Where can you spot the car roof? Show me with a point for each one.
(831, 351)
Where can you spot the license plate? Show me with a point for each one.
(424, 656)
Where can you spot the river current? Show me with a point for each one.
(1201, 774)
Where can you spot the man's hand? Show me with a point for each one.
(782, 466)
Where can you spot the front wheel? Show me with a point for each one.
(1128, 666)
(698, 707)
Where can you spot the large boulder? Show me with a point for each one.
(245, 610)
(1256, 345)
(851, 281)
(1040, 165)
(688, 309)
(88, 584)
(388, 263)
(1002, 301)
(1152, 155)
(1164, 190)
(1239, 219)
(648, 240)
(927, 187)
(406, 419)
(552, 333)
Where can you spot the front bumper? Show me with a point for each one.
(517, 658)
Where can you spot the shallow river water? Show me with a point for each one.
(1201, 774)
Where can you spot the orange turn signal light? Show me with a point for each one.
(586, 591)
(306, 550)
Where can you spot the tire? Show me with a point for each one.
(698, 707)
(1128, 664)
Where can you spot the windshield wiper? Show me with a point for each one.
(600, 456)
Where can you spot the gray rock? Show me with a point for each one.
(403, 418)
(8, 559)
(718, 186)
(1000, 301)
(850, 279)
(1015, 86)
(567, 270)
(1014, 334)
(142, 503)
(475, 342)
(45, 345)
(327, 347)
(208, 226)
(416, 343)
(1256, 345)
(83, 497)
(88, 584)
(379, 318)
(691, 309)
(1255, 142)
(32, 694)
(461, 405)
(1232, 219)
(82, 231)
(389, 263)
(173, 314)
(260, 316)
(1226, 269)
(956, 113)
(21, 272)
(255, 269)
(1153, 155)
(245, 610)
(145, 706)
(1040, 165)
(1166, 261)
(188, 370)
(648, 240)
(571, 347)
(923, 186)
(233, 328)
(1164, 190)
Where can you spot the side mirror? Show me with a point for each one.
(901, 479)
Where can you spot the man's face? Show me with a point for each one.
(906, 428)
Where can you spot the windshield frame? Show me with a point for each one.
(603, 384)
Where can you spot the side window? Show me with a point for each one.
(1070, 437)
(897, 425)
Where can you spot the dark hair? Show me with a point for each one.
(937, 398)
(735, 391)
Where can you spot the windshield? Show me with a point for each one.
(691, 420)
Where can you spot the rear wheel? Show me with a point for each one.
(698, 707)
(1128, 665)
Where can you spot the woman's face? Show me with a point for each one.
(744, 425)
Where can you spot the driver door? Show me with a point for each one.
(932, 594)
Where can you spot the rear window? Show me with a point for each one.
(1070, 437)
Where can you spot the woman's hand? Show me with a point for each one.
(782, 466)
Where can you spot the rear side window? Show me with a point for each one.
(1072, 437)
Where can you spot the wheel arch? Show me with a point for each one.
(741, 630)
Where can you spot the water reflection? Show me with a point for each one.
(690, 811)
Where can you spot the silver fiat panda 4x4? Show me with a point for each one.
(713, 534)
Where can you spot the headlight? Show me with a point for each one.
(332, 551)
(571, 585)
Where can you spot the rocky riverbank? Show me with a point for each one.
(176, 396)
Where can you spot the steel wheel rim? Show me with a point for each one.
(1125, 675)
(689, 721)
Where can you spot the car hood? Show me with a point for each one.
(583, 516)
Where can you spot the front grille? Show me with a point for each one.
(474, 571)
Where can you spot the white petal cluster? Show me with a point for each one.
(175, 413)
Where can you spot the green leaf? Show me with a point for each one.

The exercise ::
Express the records from their first line through the line containing "(1128, 664)" as a JSON list of strings, one string per line, with blank lines omitted.

Expected answer ::
[
  "Where can you spot the car roof? Show me with a point for each one.",
  "(831, 351)",
  "Where can you spot the license plate? Show me with a point for each one.",
  "(424, 656)",
  "Where can you spot the river current? Show me with a point for each one.",
  "(1201, 774)",
  "Where can you spot the man's hand? Show me with a point for each one.",
  "(782, 466)",
  "Where can you spot the front wheel? Show me with a point for each one.",
  "(1128, 666)",
  "(698, 707)",
  "Where can you spot the large boulder? Show me with a point for each one.",
  "(245, 610)",
  "(1256, 345)",
  "(851, 281)",
  "(1040, 165)",
  "(688, 309)",
  "(88, 584)",
  "(388, 263)",
  "(1002, 301)",
  "(1152, 155)",
  "(1164, 190)",
  "(1239, 219)",
  "(648, 240)",
  "(927, 187)",
  "(406, 419)",
  "(552, 333)",
  "Where can you spot the front bumper? Show me with a point for each one.",
  "(517, 658)",
  "Where can you spot the shallow river water? Show me with a point for each one.",
  "(1201, 774)",
  "Where can you spot the orange turn signal light? Show me with a point for each one.",
  "(586, 591)",
  "(306, 550)",
  "Where can you spot the tire? Show me with a point for each one.",
  "(698, 707)",
  "(1128, 664)"
]